# Instructions to follow
Your response should be the lines from the one containing "TARGET = bell tower spire" through the end of the material, copied exactly and with nothing added.

# Working data
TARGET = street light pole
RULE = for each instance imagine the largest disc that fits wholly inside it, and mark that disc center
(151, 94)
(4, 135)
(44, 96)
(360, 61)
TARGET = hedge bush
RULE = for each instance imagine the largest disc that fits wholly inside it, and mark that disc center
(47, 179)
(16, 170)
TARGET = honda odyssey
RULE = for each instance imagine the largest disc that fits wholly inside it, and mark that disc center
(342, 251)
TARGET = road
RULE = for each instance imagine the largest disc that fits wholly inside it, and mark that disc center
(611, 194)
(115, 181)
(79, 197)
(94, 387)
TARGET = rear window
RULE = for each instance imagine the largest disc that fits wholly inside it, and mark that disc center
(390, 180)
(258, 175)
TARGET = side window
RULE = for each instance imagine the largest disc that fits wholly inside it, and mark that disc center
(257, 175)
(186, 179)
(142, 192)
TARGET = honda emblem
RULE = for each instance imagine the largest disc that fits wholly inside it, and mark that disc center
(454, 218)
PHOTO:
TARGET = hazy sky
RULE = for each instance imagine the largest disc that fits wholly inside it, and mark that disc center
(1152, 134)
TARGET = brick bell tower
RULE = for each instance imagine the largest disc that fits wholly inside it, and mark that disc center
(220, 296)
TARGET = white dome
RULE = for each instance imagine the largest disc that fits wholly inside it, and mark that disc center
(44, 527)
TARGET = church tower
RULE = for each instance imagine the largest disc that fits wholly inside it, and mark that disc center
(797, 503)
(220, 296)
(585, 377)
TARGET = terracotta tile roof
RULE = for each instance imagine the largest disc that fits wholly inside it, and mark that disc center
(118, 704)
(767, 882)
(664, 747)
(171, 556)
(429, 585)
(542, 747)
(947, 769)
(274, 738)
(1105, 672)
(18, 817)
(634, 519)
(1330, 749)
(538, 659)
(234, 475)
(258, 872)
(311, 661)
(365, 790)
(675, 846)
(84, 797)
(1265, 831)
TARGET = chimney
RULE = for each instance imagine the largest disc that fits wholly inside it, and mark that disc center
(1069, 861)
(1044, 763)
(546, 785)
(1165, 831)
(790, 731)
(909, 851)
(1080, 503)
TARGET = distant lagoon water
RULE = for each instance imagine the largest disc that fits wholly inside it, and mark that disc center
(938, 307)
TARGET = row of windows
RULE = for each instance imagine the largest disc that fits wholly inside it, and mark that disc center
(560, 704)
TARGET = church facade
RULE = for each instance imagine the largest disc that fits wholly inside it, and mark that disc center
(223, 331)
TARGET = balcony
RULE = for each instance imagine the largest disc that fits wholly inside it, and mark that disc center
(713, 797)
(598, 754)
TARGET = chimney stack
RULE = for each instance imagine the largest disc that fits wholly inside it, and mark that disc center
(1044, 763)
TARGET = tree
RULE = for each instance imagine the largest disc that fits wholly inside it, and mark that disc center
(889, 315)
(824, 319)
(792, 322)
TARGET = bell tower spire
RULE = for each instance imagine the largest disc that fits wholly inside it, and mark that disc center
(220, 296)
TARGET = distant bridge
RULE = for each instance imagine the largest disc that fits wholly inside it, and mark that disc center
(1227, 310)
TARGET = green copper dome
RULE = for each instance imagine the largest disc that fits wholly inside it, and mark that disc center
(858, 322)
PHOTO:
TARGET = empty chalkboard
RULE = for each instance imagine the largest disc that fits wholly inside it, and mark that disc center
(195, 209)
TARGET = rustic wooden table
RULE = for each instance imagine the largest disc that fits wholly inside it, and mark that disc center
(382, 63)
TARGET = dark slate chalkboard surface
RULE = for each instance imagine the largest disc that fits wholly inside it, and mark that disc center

# Response to the task
TARGET = bell tower spire
RULE = for each instance imagine the largest disc that fits wholly inside it, and mark that disc center
(220, 296)
TARGET = distant bridge
RULE = for each instance imagine the largest disc that fits wholly inside it, and mark that disc center
(1227, 310)
TARGET = green copper dome
RULE = for each instance imagine the largest disc that fits wholly inside it, and mark that disc center
(858, 322)
PHOTO:
TARGET = empty chalkboard
RULE = for each instance imagine the largest disc that fits wholly inside it, and mark that disc center
(195, 209)
TARGET = rustic wooden table
RULE = for each instance imagine the largest disc that fits wholly inside it, and mark that disc center
(382, 63)
TARGET = dark slate chalkboard surface
RULE = for each instance imagine the largest disc that fits wholly inside it, and mark that disc center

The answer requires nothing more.